• WHAT YOU NEED TO DO: Take the line that contains "in blue uniform" as the first line and the final line of the records as the last; return exactly those lines and the lines between.

• Recorded data:
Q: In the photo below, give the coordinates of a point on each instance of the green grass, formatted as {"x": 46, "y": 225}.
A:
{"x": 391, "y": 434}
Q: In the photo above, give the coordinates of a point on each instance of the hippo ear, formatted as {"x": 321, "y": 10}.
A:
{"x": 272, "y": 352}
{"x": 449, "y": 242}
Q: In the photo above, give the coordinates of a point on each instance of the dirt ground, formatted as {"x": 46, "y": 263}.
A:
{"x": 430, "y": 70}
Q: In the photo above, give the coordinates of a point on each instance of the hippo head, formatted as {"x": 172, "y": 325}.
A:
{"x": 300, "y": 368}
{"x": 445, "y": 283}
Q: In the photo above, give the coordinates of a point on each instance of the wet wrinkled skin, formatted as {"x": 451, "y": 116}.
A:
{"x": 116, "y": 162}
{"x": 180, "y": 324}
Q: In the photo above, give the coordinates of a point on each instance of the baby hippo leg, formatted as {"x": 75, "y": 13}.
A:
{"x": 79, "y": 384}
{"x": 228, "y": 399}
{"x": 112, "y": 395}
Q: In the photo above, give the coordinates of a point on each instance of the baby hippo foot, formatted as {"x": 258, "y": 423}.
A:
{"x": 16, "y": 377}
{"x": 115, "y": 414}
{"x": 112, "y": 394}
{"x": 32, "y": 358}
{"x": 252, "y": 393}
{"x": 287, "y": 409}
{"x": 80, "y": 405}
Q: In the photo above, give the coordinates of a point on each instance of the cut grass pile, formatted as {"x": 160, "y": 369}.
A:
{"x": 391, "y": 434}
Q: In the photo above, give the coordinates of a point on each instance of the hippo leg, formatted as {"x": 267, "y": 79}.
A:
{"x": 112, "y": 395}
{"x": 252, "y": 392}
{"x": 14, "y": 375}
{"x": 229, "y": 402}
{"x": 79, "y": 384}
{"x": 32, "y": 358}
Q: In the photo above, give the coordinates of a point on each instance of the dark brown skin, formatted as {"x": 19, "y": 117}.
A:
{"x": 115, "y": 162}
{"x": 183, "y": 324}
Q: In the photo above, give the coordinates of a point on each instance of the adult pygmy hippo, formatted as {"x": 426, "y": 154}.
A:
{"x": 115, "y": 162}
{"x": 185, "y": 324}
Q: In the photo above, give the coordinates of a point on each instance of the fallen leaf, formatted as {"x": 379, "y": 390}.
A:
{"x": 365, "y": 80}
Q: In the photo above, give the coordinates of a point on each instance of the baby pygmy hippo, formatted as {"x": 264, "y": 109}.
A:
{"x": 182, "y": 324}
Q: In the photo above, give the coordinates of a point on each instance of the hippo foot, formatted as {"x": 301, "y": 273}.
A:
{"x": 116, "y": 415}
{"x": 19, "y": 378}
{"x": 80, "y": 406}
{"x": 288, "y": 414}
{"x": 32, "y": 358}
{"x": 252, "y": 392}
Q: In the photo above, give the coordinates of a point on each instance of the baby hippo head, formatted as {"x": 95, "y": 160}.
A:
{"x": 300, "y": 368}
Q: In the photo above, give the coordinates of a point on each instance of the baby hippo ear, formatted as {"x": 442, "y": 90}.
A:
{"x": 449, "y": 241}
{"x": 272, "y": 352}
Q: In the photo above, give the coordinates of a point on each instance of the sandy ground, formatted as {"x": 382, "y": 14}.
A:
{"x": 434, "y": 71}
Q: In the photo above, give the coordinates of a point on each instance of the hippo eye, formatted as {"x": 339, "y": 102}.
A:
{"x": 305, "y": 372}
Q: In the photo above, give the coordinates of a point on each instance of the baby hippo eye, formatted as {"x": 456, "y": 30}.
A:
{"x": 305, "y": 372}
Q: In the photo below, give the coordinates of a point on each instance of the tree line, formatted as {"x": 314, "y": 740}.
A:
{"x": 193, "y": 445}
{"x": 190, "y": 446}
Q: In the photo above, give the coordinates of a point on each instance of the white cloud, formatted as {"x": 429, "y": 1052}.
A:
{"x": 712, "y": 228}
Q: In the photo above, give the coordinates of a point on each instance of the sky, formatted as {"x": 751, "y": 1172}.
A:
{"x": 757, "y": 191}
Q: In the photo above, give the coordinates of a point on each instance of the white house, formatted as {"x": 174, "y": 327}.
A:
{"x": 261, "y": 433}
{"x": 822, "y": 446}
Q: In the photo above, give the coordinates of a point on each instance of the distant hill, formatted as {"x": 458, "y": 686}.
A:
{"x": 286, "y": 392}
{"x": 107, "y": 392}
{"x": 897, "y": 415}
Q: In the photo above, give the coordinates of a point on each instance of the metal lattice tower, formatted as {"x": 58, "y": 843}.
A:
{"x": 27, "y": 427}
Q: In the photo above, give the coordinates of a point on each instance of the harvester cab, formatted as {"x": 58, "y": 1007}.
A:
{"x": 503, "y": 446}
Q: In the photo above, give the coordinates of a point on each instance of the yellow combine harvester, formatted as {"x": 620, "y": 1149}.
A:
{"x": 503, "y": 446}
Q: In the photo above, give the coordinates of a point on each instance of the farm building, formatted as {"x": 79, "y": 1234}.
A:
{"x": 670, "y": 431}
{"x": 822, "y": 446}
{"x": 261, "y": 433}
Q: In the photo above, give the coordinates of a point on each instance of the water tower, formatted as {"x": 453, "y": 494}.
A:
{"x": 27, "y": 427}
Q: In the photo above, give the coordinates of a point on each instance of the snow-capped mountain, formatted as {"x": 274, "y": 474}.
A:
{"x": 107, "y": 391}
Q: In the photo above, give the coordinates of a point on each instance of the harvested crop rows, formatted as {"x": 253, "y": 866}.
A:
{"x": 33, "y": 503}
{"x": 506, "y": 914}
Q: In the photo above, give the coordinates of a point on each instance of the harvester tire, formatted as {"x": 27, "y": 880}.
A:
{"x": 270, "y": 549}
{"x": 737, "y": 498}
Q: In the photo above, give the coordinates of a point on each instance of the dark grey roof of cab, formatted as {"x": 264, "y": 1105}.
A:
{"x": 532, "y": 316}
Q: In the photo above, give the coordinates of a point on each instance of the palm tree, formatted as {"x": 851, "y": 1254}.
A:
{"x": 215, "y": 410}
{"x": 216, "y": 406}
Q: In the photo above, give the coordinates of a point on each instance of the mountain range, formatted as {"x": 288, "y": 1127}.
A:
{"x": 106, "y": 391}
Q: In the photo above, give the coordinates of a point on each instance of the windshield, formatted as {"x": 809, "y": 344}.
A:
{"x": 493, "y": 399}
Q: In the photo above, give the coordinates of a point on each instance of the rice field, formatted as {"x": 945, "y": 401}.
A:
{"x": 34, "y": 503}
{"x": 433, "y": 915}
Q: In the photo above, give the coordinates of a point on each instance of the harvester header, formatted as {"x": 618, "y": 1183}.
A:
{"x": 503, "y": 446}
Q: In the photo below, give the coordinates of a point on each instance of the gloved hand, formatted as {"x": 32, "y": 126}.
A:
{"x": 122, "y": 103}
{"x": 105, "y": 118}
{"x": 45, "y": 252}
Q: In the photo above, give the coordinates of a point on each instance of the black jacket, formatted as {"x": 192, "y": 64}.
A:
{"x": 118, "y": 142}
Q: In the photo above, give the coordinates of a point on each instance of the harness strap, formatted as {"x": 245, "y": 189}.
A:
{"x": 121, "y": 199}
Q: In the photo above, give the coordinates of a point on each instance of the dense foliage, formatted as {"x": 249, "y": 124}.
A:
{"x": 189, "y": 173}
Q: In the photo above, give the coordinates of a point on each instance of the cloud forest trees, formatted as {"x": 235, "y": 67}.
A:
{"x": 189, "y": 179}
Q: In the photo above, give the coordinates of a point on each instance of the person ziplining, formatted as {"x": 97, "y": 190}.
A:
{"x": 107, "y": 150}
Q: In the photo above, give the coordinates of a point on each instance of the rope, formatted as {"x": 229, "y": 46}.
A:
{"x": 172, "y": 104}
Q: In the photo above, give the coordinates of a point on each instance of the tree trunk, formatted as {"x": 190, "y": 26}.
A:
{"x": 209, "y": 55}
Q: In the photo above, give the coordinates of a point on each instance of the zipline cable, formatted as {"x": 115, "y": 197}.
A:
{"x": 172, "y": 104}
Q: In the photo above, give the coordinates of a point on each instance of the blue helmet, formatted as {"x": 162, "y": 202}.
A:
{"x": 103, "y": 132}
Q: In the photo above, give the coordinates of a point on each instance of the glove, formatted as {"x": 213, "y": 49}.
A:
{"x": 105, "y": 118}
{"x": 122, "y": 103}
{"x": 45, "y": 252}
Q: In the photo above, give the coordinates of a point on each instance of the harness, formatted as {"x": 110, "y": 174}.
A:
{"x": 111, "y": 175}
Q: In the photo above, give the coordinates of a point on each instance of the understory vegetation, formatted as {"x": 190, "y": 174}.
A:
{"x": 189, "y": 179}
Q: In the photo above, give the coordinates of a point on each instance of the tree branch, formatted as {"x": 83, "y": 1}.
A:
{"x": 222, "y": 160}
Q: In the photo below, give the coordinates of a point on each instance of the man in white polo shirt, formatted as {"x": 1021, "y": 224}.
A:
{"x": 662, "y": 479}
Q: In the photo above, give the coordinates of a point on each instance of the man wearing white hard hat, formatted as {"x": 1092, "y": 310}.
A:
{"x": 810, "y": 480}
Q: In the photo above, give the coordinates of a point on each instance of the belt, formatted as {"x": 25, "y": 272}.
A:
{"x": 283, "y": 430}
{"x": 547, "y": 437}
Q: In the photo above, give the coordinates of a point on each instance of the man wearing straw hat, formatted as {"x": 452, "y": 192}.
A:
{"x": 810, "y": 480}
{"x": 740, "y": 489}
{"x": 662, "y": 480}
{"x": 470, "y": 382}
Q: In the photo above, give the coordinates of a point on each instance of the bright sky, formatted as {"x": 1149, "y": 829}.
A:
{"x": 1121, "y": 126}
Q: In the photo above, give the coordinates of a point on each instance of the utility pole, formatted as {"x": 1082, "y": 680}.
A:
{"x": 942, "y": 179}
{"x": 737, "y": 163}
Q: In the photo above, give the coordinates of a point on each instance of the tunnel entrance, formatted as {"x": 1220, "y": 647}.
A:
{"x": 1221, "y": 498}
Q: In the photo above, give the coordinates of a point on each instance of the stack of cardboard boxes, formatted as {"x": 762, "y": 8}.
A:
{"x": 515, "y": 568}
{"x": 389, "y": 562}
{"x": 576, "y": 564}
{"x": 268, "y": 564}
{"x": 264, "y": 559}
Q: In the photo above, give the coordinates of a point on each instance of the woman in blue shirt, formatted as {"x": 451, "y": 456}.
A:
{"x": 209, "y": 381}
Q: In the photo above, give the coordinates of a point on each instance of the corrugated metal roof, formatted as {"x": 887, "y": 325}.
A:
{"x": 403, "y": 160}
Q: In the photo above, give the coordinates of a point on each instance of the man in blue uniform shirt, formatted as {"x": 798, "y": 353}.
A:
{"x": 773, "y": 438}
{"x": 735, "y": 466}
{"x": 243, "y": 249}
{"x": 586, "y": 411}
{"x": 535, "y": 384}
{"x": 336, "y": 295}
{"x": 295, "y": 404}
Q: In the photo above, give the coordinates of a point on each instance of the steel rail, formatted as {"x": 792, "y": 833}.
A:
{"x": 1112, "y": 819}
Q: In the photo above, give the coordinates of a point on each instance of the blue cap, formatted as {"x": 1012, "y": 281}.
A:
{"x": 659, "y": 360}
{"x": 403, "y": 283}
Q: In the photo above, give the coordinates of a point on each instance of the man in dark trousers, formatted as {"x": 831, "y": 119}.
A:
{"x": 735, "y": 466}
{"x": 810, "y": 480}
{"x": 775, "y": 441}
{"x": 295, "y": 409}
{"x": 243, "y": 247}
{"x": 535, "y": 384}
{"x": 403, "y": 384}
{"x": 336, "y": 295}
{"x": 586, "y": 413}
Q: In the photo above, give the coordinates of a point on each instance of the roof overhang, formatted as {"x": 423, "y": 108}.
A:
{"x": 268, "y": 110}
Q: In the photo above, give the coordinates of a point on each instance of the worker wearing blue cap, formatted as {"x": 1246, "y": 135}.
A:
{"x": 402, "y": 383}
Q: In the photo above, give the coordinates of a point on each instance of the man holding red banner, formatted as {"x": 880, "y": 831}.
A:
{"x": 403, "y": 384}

• TASK SOLUTION:
Q: In the photo above, give the coordinates of a point on each instance of the man in blue uniform shirt, formatted as {"x": 798, "y": 353}.
A:
{"x": 773, "y": 438}
{"x": 735, "y": 466}
{"x": 243, "y": 249}
{"x": 586, "y": 411}
{"x": 535, "y": 384}
{"x": 336, "y": 295}
{"x": 295, "y": 404}
Q: In the photo above, give the coordinates of a point on each instance of the steel rail, formatted as {"x": 792, "y": 833}.
A:
{"x": 1112, "y": 819}
Q: In the photo above, give the coordinates of a point on each instance of the blue cap, formatted as {"x": 1012, "y": 281}.
A:
{"x": 659, "y": 360}
{"x": 403, "y": 283}
Q: In the photo above, give the coordinates of a point on each instance of the man in dark trousers, formatted as {"x": 831, "y": 119}.
A:
{"x": 735, "y": 466}
{"x": 810, "y": 480}
{"x": 775, "y": 441}
{"x": 295, "y": 409}
{"x": 243, "y": 247}
{"x": 535, "y": 384}
{"x": 403, "y": 384}
{"x": 336, "y": 295}
{"x": 586, "y": 413}
Q: In the photo above, give the coordinates of a point on each instance of the roof overhang, formatted as {"x": 423, "y": 108}.
A:
{"x": 268, "y": 110}
Q: In the photo above, give the coordinates of a point on each instance of the worker wearing blue cap, formatted as {"x": 1246, "y": 135}.
A:
{"x": 402, "y": 383}
Q: In the photo above, give the coordinates of a point on each instance of the man holding red banner, formatted as {"x": 880, "y": 831}.
A:
{"x": 403, "y": 384}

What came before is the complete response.